Exercise details. Count the lines in the records below that contain the string "screen", with uppercase and lowercase letters treated as different, and give only that number.

Data supplied.
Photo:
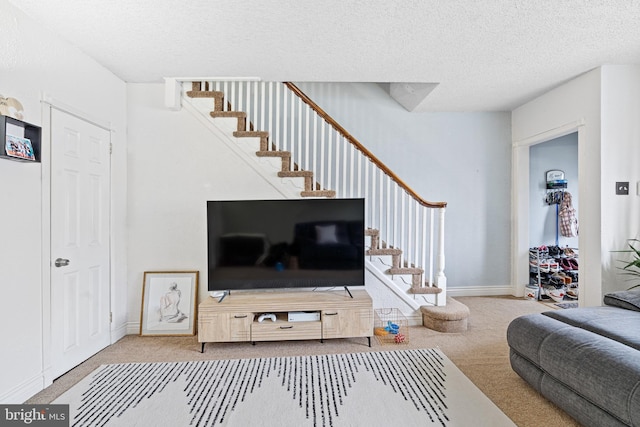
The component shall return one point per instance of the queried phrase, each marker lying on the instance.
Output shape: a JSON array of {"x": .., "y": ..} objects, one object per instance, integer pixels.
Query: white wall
[
  {"x": 620, "y": 159},
  {"x": 175, "y": 165},
  {"x": 460, "y": 158},
  {"x": 34, "y": 62},
  {"x": 605, "y": 104}
]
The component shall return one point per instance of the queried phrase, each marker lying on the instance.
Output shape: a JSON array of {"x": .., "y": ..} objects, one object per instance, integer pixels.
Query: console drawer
[{"x": 281, "y": 329}]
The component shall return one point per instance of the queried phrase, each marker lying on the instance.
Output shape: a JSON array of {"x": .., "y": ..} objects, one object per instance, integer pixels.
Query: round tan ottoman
[{"x": 450, "y": 318}]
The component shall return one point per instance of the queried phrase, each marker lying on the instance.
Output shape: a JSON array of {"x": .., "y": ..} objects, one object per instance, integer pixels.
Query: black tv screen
[{"x": 288, "y": 243}]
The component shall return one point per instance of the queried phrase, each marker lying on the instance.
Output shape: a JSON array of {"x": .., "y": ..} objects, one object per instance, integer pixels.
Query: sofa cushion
[
  {"x": 600, "y": 371},
  {"x": 624, "y": 299},
  {"x": 610, "y": 322}
]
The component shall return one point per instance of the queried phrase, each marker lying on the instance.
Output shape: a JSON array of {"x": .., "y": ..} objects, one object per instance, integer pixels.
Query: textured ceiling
[{"x": 485, "y": 55}]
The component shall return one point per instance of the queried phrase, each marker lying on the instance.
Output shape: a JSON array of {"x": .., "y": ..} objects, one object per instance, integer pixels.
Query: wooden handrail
[{"x": 361, "y": 148}]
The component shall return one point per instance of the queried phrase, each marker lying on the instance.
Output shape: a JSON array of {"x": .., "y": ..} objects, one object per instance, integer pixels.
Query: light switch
[{"x": 622, "y": 188}]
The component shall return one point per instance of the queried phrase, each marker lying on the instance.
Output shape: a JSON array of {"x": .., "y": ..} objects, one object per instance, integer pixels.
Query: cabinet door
[
  {"x": 344, "y": 323},
  {"x": 224, "y": 327}
]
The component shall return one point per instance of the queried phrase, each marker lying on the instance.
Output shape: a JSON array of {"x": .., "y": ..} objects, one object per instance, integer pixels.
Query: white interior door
[{"x": 80, "y": 264}]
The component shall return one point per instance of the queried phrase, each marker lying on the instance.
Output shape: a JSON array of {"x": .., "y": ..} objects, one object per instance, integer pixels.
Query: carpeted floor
[{"x": 481, "y": 353}]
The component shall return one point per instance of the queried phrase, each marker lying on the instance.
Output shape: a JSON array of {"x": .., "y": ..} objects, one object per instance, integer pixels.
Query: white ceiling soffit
[
  {"x": 486, "y": 55},
  {"x": 412, "y": 96}
]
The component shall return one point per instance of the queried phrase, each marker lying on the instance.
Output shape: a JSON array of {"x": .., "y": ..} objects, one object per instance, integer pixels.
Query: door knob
[{"x": 61, "y": 262}]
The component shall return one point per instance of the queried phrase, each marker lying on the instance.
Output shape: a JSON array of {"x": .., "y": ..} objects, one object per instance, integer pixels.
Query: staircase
[{"x": 397, "y": 217}]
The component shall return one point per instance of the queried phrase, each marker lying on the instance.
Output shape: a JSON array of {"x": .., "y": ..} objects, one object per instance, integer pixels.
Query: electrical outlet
[{"x": 622, "y": 188}]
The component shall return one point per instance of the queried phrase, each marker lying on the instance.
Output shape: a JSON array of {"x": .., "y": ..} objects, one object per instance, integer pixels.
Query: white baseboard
[
  {"x": 480, "y": 291},
  {"x": 22, "y": 392},
  {"x": 119, "y": 331},
  {"x": 133, "y": 328}
]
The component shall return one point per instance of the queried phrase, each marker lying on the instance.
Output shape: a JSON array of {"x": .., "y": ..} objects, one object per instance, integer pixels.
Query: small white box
[{"x": 304, "y": 316}]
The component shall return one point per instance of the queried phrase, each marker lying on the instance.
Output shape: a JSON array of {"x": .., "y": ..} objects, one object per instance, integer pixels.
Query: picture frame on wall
[{"x": 169, "y": 303}]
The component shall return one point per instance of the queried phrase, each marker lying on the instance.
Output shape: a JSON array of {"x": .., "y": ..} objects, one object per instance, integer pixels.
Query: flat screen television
[{"x": 288, "y": 243}]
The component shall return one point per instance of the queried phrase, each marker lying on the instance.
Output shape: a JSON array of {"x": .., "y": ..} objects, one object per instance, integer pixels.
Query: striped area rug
[{"x": 404, "y": 388}]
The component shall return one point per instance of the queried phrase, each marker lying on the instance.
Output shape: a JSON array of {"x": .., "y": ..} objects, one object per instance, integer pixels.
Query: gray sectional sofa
[{"x": 585, "y": 360}]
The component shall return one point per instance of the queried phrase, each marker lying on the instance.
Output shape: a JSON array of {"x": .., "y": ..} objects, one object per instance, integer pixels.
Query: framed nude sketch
[{"x": 169, "y": 303}]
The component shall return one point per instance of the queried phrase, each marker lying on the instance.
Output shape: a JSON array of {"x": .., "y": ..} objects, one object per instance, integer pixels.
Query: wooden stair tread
[
  {"x": 295, "y": 174},
  {"x": 384, "y": 251},
  {"x": 205, "y": 94},
  {"x": 405, "y": 270},
  {"x": 424, "y": 290},
  {"x": 250, "y": 133},
  {"x": 273, "y": 153},
  {"x": 232, "y": 114},
  {"x": 318, "y": 193}
]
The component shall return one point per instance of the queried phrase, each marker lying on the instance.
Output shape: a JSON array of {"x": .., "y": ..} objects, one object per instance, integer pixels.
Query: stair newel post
[{"x": 441, "y": 279}]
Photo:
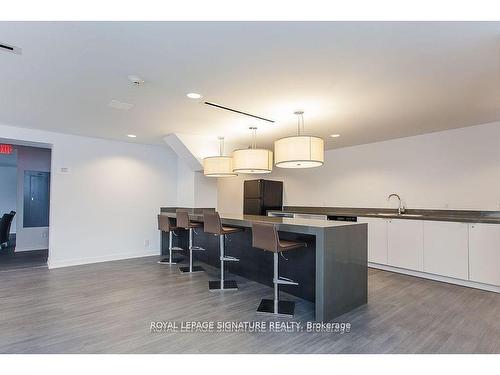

The solution. 2